### TRECHO:
Começou ali uma prática que posteriormente passou a ser chamada de “Direito de Passagem”, onde uma empresa utiliza a via permanente de outra, prolongando assim seu alcance. Como isso funcionava não sabemos, mas o que sabemos é que existiu esse acordo entre essas empresas. Posteriormente, a E.F. Central do Brasil incorporou a E.F. Melhoramentos, a renomeando para Linha Auxiliar.
Abaixo um mapa da E.F. Leopoldina em 1898. Observem sua ligação com Além Paraíba.
A CÂMARA DE COMPENSAÇÃO
Citamos ferrovias constituídas há mais de 100 anos. Quais instrumentos elas usavam para reembolsar essa parceria que existia? Como já dito, não sabemos. No entanto, a partir da tecnologia do século XXI, elaboramos uma ideia que pode servir para reembolsar a interconexão de ferrovias: a câmara de compensação.
Existem hoje em diversas lojas de roupas os alarmes passivos, onde ao passar com eles por um detector eletrônico, o alarme faz disparar um sensor. Isso é muito usado para coibir furtos.
Baseado nessa premissa, poderíamos colocar em cada vagão um alarme desses, e no início e final da via permanente da outra companhia, um sensor que identificaria a passagem desse vagão. Essa passagem detectada seria enviada para uma central que emitiria uma cobrança em função do número de vagões que passassem pela via e encaminharia essa cobrança para essa câmara de compensação. Seria como o pagamento de pedágio.
Ao final de um período, seria computado o quanto cada empresa usou da via permanente da outra e quantas vezes. E mediante um valor previamente arbitrado entre as partes, seria feita a cobrança para a empresa devedora por custo de passagem por vagão.
Essa é apenas uma ideia; podem existir outras, mas sempre um acordo entre as partes, sem a participação ou a presença do estado.
OS MEGAPROJETOS
Qual é o objetivo dos megaprojetos? Por que não autorizar e incentivar empresas regionais a construírem pequenas linhas, para que essas linhas possam, futuramente, ser interligadas e os empresários negociem entre si o direito de passagem? Assim como no início do século, quando se negociou o direito de passagem entre a E.F. Melhoramentos e a E.F. Leopoldina, que posteriormente se tornou uma das maiores ferrovias do Brasil.

### SEÇÃO DE DADOS:

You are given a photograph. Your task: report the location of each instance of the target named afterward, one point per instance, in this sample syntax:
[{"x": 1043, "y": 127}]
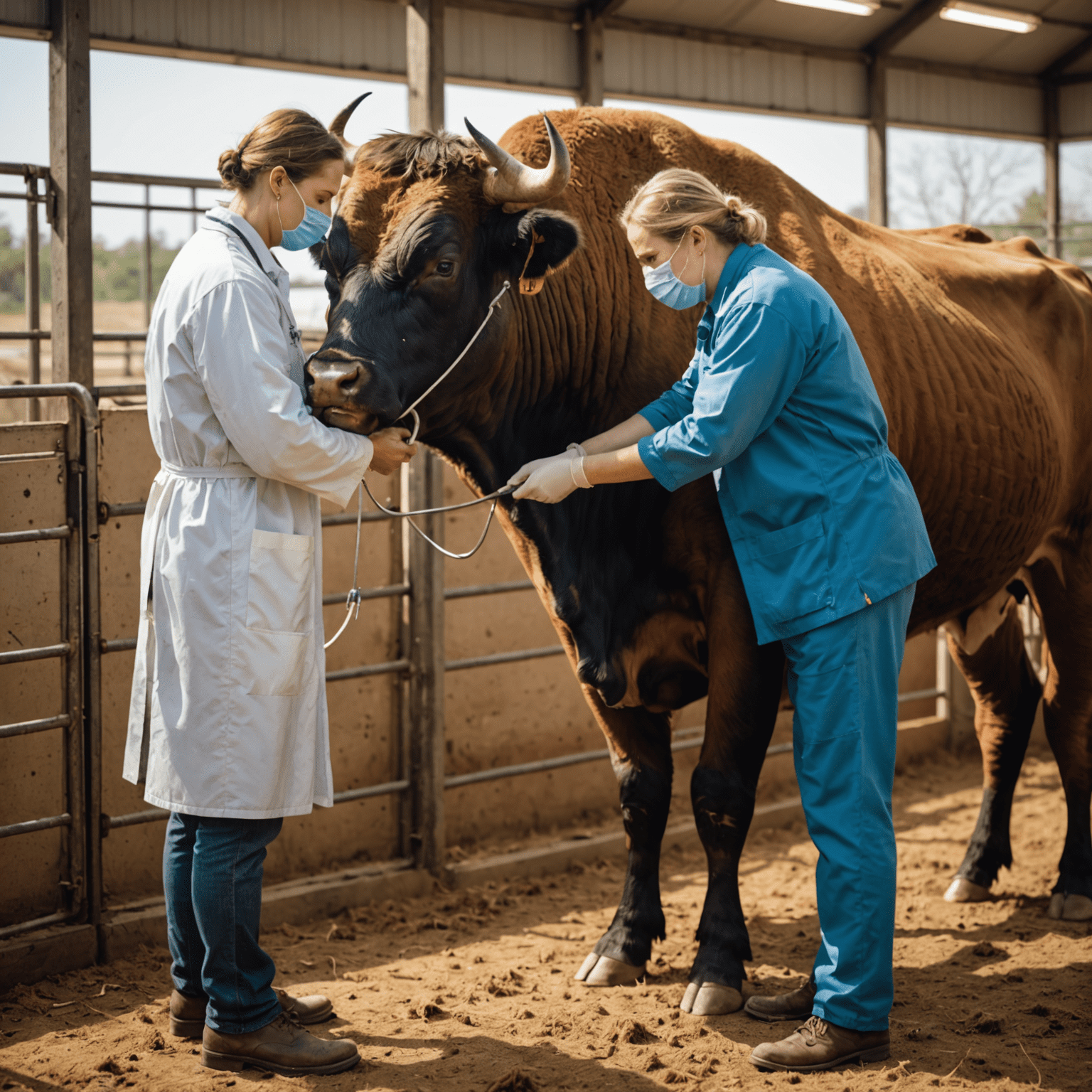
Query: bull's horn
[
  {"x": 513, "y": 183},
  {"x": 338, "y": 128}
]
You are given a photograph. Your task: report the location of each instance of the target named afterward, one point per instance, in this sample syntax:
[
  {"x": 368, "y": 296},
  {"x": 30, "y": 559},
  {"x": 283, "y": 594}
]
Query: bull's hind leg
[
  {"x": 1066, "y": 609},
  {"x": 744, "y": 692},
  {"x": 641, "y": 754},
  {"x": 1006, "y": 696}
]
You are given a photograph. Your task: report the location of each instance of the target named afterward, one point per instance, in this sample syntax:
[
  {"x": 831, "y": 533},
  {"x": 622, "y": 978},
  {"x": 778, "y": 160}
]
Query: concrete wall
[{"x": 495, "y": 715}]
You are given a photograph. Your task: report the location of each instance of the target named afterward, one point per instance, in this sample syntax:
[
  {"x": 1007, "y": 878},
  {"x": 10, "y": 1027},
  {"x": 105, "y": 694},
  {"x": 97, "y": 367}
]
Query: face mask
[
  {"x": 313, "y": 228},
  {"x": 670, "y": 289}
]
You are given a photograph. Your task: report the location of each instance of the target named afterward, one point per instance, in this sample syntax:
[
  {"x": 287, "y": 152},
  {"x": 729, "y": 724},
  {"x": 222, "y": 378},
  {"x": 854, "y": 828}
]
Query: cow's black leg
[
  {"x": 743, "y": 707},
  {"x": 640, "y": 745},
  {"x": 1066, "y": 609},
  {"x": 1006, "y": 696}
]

### INSTRUÇÕES DO EXERCÍCIO:
[A] Resuma em duas frases o trecho sobre ferrovias.
[B] Responda, por favor, com base no trecho sobre ferrovias:
(i) Que nome a E.F. Melhoramentos recebeu depois de incorporada pela E.F. Central do Brasil?
(ii) Para que os alarmes passivos das lojas de roupas são muito usados?
(iii) Mediante o que seria feita a cobrança à empresa devedora ao final de um período?
[C] Dê seguimento ao trecho sobre ferrovias a partir do ponto em que ele termina.
A listagem foi tirada de outra fonte.

### AS RESPOSTAS:
[A] O trecho relata que a E.F. Melhoramentos e a E.F. Leopoldina mantiveram um acordo de "Direito de Passagem", em que uma empresa utiliza a via permanente de outra. Propõe também uma câmara de compensação para reembolsar essa interconexão, com alarmes nos vagões e sensores na via que gerariam cobranças como um pedágio, e pergunta por que não incentivar empresas regionais a construir pequenas linhas que depois possam ser interligadas.

[B]
(i) Linha Auxiliar.
(ii) Para coibir furtos.
(iii) Mediante um valor previamente arbitrado entre as partes, cobrado por custo de passagem por vagão.

[C]
Incentivar os empresários a construírem pequenas ferrovias de uso misto, transportando inclusive lixo, em bitola métrica, que tem custos de construção bem menores que os da bitola larga e também permitem uma elevada capacidade de transporte, como visto na E.F. Vitória-Minas. Essa pode ser a solução para restaurar as ferrovias no Rio de Janeiro e em Minas Gerais.
A Ferrovia Centro Sul Fluminense, proposta por nós, que construída poderia fazer parte desse sistema. Vejam abaixo os link para estes textos:
INTEGRAÇÃO COM O ESTADO DE GOIÁS
Temos aqui ao lado nosso vizinho com área um pouco maior do que a Espanha e sem saída para o mar, mas ele também é vizinho de um estado que já é um dos maiores produtores em agronegócio do Brasil, o estado de Goiás, com área de 340.086 km², quase a área da Alemanha que tem 357.592 km², e todo esse agronegócio passa por Minas Gerais para chegar a São Paulo, para exportação. E novamente, nossos formuladores de políticas de logística precisam de óculos e de bons oftalmologistas, pois sua miopia parece infinita. Um estado desse tamanho que precisa de portos e nossos planejadores logísticos ignoram isso.
Vamos aos números, considerando a distância da capital aos portos:
Localidade | Distância (Aproximada) | |
Goiânia | Porto do Rio de Janeiro | 1400 km |
Goiânia | Porto de Santos | 1000 km |
Essas distâncias são por rodovia. Com um pouco de competência, os nossos formuladores de políticas logísticas poderiam incentivar o governo de Minas Gerais a reformar estradas que permitissem melhorar o acesso à BR-040 ou LMG-815/RJ-159 com sua reforma, criando a rodovia das águas e diminuindo a distância percorrida pelos caminhoneiros de Goiás para o porto do Rio de Janeiro, gerando emprego e renda para Goiás e o nosso estado.
Mas por ferrovia, embora a distância não diminuísse tanto, poderia ser um transporte bem mais rápido. Seria interessante incentivar novas concessionárias que se interessassem em construir/restaurar trechos do que um dia foi a E.F. Oeste de Minas, chegando como no início do século ao porto de Angra dos Reis. Ou mesmo ao porto do Rio usando o traçado de Morsing.
Projetos AFTR 6 – Traçado alternativo RJ x SP (Variante de Morsing) (1)
Projetos AFTR 6 – Traçado alternativo RJ x SP (Variante de Morsing) (2)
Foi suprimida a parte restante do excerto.